_Document extract:_
In 2000, a Haiti court convicted him and 14 others in absentia for the Raboteau massacre.
While the conviction remains valid, a high court in Haiti in 2005 overturned the conviction of those who had been tried in person in a controversial ruling. In 2006, three women brought a civil lawsuit against Constant in a New York court, saying he sanctioned their gang rape by his forces. He was later ordered to pay $19 million to them.
DHS’ attempt to once more deport Constant has raised questions about U.S. policy toward Haiti, and the country’s ability to even prosecute Constant, whose former sympathizers remain in positions of influence in the fragile nation.
In recent weeks, the Trump administration has sent at least two planeloads of deportees back to Haiti, where three so far tested positive for the coronavirus. A major donor to Haiti, the U.S. has invested billions of dollars in the country’s weak judiciary and police, criticized its poor human rights record, and most recently pressured Haitian authorities to release prisoners from their overcrowded jails ahead of an expected surge in COVID-19 infections in the country.
Human rights advocates said they are confused by the desire to deport Constant now, when there is no guarantee he would even be jailed or to have a new trial, which he can request under Haitian law due to his conviction in absentia.
When Haiti wanted the U.S. to return him in the mid-90s because the Haitian government wanted to prosecute him, the U.S. refused, they said.
“It’s a very suspicious moment to be handing him back,” said Margaret Satterthwaite, director of the Global Justice Clinic, who was on a truth commission that investigated FRAPH’s abuses in Haiti in the mid-90s. “The U.S. government knows the charges against him; the U.S. government has seen the evidence and they know this is somebody to not just try and sneak back in the country at a time of real crisis.

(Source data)
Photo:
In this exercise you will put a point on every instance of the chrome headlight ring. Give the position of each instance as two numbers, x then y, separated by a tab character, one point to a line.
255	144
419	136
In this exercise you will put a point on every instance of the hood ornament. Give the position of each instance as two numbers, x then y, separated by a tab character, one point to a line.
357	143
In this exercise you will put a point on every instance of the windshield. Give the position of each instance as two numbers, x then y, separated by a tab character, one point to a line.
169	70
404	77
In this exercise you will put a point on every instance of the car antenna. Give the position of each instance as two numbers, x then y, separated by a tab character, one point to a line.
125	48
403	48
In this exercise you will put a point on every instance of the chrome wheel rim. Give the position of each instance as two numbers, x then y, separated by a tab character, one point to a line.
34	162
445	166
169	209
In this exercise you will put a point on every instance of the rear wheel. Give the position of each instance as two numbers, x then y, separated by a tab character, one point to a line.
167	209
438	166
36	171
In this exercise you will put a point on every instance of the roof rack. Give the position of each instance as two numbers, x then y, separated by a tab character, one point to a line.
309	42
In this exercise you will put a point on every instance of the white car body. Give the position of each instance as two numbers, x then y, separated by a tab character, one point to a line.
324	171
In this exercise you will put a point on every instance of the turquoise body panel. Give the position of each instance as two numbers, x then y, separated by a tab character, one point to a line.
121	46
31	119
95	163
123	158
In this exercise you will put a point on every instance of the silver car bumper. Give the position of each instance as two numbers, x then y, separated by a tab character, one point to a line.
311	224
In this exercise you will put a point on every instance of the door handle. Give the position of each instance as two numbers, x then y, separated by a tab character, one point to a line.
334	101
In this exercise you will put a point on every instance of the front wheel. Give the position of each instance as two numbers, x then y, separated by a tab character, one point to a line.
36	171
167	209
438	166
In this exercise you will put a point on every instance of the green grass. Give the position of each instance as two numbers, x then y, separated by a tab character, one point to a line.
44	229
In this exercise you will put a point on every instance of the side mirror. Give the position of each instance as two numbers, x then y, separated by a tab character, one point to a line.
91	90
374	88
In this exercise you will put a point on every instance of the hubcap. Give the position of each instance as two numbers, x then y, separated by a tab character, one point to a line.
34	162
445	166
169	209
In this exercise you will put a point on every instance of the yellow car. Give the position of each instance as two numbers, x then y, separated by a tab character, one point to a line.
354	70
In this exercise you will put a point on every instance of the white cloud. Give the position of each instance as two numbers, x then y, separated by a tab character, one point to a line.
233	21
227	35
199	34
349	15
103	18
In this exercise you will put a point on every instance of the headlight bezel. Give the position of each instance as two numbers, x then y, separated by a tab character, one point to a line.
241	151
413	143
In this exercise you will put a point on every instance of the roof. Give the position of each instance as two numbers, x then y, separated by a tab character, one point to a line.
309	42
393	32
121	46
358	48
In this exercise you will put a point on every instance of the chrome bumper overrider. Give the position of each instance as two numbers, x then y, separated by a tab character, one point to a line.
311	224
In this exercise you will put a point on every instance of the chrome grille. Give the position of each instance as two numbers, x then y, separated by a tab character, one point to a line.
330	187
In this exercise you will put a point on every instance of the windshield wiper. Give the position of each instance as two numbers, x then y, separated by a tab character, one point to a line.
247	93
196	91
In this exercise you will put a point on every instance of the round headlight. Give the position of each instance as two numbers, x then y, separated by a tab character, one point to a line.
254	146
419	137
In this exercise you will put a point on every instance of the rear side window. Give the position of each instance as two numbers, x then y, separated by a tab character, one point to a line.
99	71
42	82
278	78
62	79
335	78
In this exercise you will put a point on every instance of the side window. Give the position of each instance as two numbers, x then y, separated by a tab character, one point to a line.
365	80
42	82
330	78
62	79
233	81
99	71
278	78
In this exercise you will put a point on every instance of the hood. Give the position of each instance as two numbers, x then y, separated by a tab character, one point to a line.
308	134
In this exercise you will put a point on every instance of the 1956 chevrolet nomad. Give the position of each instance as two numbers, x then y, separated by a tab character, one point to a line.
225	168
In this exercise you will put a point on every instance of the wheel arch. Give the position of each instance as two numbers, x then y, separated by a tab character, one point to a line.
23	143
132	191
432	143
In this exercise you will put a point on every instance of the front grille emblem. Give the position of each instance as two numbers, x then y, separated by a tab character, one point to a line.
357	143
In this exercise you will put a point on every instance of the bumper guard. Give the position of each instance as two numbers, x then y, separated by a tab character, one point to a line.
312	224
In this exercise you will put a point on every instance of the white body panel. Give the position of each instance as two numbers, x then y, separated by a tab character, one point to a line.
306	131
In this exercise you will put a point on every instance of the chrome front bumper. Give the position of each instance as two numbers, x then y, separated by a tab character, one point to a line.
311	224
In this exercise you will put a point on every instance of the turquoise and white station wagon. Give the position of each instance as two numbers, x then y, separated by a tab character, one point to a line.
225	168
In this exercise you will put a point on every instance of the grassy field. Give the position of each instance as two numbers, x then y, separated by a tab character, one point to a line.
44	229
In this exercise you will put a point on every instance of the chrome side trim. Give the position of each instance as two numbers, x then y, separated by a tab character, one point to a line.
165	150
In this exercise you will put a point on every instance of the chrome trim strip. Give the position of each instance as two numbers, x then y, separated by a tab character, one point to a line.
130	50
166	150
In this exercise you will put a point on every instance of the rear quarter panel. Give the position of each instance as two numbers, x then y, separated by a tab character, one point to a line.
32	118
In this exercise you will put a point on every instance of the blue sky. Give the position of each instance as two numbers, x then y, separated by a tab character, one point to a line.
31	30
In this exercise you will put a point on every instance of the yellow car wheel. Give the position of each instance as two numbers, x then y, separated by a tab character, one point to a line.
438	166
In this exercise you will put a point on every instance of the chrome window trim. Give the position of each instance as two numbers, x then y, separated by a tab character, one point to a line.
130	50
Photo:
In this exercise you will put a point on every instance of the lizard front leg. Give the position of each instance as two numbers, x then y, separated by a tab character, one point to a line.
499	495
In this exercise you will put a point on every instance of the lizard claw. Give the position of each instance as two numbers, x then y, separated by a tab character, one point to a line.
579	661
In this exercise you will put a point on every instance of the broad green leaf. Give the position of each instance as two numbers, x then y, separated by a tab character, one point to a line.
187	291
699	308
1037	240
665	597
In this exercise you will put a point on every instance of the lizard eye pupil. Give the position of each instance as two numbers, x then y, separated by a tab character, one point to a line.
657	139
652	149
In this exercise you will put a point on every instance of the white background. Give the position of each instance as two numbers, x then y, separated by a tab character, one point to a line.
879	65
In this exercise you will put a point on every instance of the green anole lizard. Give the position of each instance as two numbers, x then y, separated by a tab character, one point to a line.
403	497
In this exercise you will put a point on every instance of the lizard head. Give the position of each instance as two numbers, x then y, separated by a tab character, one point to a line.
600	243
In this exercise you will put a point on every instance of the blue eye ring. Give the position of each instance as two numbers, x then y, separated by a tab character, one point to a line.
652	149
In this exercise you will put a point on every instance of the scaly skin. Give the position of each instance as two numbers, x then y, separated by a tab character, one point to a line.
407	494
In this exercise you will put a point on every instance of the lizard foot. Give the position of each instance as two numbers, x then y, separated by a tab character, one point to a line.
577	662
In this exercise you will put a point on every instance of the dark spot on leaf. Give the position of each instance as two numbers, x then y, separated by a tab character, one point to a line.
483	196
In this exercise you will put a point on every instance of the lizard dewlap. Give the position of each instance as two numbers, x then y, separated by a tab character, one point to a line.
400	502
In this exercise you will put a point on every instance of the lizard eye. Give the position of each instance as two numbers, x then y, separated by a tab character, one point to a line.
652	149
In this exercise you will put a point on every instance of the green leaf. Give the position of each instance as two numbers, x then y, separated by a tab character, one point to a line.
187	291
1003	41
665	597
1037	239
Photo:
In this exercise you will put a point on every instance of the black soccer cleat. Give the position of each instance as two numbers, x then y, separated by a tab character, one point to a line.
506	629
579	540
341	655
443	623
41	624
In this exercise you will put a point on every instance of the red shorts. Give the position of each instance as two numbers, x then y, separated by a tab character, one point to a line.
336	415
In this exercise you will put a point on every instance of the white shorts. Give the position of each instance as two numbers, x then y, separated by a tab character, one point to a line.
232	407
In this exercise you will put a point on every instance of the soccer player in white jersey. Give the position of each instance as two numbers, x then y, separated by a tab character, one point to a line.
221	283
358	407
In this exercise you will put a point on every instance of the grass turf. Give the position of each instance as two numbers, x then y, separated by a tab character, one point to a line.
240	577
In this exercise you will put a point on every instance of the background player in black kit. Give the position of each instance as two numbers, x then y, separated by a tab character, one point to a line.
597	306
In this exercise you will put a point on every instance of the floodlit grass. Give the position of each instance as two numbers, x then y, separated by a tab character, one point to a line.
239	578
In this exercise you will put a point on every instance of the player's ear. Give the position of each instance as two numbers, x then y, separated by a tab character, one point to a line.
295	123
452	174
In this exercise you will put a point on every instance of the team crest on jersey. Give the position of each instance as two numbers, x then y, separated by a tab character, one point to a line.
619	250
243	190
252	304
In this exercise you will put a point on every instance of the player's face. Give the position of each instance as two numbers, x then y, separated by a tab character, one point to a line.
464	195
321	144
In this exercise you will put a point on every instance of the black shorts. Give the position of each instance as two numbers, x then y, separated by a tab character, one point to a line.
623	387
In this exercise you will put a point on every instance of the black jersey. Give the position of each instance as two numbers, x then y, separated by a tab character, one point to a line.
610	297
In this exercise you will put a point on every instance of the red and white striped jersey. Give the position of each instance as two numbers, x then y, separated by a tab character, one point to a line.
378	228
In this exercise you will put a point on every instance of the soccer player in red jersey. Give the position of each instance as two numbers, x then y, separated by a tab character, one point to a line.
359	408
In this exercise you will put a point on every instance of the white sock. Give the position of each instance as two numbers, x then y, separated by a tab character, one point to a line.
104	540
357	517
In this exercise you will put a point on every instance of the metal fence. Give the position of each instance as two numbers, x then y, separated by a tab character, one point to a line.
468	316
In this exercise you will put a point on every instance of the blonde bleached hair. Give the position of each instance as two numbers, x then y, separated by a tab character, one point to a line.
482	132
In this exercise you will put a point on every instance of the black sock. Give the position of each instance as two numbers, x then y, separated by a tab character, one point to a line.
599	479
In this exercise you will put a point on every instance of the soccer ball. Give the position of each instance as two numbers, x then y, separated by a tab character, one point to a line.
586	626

_Work request:_ Put this sentence from the text about deporting Constant into Spanish: "In recent weeks, the Trump administration has sent at least two planeloads of deportees back to Haiti, where three so far tested positive for the coronavirus."

_Task solution:_ En las últimas semanas, la administración Trump ha enviado al menos dos aviones cargados de deportados de vuelta a Haití, donde tres hasta ahora han dado positivo en la prueba del coronavirus.